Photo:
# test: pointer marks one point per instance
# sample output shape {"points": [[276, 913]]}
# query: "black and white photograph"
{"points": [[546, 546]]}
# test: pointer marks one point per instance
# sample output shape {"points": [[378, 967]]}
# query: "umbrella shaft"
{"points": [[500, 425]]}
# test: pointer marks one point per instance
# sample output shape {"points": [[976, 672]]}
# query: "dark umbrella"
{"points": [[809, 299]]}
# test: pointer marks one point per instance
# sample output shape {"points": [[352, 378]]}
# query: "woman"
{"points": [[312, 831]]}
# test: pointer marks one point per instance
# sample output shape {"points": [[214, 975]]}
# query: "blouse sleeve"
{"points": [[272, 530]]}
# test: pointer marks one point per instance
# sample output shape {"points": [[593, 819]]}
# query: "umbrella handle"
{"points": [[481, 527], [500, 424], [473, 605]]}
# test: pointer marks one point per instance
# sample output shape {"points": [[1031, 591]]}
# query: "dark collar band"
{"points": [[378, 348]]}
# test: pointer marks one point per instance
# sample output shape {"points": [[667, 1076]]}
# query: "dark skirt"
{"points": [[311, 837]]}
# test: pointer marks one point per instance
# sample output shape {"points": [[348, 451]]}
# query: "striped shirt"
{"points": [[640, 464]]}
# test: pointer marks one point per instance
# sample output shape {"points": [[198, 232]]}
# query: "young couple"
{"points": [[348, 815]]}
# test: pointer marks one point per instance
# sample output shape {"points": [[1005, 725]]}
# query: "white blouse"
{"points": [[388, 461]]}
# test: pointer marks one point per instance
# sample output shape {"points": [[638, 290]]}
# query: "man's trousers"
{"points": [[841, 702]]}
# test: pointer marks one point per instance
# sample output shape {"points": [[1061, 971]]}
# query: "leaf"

▸ **Aim of the exercise**:
Reproduce every row above verbatim, line for line.

▸ **Written response**:
Photo:
# test: pointer marks one point per instance
# sample output shape {"points": [[276, 913]]}
# query: "black and white photograph"
{"points": [[546, 546]]}
# test: pointer marks one point per instance
# sample output shape {"points": [[378, 967]]}
# query: "umbrella shaft"
{"points": [[500, 425]]}
# test: pointer marks one point per instance
# sample output shape {"points": [[976, 672]]}
# query: "dark umbrella"
{"points": [[809, 299]]}
# test: pointer marks one point per instance
# sample output shape {"points": [[352, 378]]}
# query: "woman"
{"points": [[312, 831]]}
# test: pointer marks one point per instance
# sample output shape {"points": [[214, 975]]}
# query: "blouse sleeve"
{"points": [[272, 530]]}
# test: pointer marks one point per instance
# sample output shape {"points": [[593, 819]]}
# query: "umbrella handle"
{"points": [[481, 527], [500, 424], [473, 605]]}
# test: pointer marks one point per instance
# sample output shape {"points": [[1031, 591]]}
# query: "dark collar band"
{"points": [[378, 348]]}
# test: pointer marks one point per instance
# sample output shape {"points": [[667, 1076]]}
# query: "dark skirt"
{"points": [[311, 837]]}
# test: pointer marks one point per instance
# sample output shape {"points": [[348, 451]]}
# query: "striped shirt"
{"points": [[640, 464]]}
# test: pointer marks one point per instance
# sample output shape {"points": [[198, 232]]}
# query: "young couple"
{"points": [[348, 815]]}
# test: pointer marks one point per instance
# sample output shape {"points": [[1005, 725]]}
# query: "white blouse"
{"points": [[388, 461]]}
# test: pointer marks one point per instance
# sample output shape {"points": [[638, 290]]}
# query: "man's trousers"
{"points": [[841, 702]]}
# test: pointer marks one point per instance
# sample output shape {"points": [[1061, 971]]}
# query: "leaf"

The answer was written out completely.